◆ TASK A:
Count the lines in the entries below that contain the word "chair", treating uppercase and lowercase as different. Reply with the number only.

◆ DOCUMENT EXTRACT:
6. Common Mistakes & Tips

  1. Using window functions in WHERE or GROUP BY

    • Rule slide: “Window functions can only be used in SELECT or ORDER BY clauses.”
    • The script shows an invalid example: WHERE SUM(Sales) OVER (...) > 100. Instead, wrap the query and filter in an outer SELECT.
  2. Nesting window functions

    • Slides explicitly say: “Not allowed to nest window functions!” and show AVG( SUM(Sales) OVER() ) OVER(...) as invalid.
  3. Confusing COUNT(*) vs COUNT(col)

    • COUNT(*) / COUNT(1) counts rows including NULLs.
    • COUNT(col) ignores rows where col is NULL (example table with Gloves NULL only counted by COUNT(*) in the slides).
  4. Forgetting that AVG ignores NULLs

    • Slides and script show using COALESCE(Score,0) to include NULLs in average.
  5. Misunderstanding frames

    • Frame requires ORDER BY.
    • “Lower” boundary must not be after the “higher” boundary.
    • Default frame for ordered windows is effectively RANGE BETWEEN UNBOUNDED PRECEDING AND CURRENT ROW (running from start to current).
  6. Assuming all window functions allow frames

    • Slides show a matrix:

      • Aggregate and value functions: frame optional, and especially recommended for LAST_VALUE.
      • Ranking functions: frame not allowed; they always consider the entire partition.
  7. Expecting ROW_NUMBER to handle ties “nicely”

    • ROW_NUMBER always gives unique numbers → ties are broken arbitrarily by the ORDER BY.
    • Use RANK (with gaps) or DENSE_RANK (no gaps) when ties should share the same rank, as highlighted in the ranking diagrams.

◆ TASK B:
In the window functions tips, which two clauses are window functions limited to?

◆ GIVEN DATA:
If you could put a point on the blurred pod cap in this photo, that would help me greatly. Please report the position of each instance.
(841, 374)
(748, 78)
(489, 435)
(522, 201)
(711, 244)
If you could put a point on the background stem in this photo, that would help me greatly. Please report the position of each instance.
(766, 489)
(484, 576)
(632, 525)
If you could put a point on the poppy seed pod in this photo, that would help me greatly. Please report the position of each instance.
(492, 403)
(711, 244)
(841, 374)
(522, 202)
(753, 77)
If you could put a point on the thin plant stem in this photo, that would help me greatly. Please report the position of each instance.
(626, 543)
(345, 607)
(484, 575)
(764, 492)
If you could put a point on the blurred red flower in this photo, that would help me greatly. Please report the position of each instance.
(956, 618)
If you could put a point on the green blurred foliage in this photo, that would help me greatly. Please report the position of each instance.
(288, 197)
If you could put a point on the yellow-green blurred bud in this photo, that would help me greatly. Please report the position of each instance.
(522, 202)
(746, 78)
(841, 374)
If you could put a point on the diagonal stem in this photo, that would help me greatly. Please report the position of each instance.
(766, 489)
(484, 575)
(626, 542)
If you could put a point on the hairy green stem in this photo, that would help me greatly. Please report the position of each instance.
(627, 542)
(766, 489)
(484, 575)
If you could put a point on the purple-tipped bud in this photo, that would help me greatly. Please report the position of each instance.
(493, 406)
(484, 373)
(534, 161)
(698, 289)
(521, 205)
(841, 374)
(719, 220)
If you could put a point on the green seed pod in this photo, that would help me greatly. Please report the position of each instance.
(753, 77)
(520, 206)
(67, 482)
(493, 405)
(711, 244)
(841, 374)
* * *
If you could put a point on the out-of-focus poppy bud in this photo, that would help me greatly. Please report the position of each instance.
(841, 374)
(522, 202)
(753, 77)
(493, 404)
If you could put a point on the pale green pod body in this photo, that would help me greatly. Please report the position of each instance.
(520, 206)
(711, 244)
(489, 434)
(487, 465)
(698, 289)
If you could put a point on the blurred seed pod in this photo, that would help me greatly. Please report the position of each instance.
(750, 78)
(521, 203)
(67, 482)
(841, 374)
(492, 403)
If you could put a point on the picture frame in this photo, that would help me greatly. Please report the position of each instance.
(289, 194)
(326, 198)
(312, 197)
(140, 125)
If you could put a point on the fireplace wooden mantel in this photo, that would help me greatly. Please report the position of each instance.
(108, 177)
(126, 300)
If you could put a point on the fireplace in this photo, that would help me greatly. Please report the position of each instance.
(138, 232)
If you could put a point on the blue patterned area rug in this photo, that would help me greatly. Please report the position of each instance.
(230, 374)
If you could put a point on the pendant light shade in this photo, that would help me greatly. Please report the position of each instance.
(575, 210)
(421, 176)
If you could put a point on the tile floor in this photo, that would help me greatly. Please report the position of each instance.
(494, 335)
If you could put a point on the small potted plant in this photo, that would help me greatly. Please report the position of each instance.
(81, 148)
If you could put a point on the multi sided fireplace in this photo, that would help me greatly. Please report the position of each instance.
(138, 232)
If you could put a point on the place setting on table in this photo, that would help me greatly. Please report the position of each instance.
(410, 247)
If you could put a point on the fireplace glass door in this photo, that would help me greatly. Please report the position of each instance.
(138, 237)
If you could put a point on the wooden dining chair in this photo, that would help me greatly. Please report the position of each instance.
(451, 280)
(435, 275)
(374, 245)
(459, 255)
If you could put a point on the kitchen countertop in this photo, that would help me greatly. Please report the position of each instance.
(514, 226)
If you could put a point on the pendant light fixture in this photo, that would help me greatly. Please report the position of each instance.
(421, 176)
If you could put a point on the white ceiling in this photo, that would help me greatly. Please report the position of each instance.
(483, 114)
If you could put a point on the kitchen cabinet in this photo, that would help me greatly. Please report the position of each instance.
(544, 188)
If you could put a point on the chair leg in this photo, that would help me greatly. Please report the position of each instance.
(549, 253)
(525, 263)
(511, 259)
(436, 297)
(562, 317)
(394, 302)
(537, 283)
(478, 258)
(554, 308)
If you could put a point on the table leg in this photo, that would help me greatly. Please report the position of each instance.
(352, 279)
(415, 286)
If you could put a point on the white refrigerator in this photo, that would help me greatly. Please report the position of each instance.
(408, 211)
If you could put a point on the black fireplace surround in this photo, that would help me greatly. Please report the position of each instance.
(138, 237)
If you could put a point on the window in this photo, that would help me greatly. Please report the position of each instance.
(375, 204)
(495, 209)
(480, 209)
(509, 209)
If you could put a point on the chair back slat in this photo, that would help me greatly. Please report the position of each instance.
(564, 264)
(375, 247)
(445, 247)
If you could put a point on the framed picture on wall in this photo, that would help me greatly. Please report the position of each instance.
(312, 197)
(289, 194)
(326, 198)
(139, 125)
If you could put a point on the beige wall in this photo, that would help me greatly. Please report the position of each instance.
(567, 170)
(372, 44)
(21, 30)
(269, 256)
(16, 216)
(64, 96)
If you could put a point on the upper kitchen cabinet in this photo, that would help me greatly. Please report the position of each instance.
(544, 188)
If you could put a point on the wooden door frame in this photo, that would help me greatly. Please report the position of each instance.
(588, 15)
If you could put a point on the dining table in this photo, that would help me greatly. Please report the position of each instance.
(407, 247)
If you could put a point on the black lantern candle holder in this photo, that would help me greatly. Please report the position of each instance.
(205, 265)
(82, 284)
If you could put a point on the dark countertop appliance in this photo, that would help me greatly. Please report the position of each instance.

◆ RIGHT ANSWER A:
3

◆ RIGHT ANSWER B:
SELECT and ORDER BY.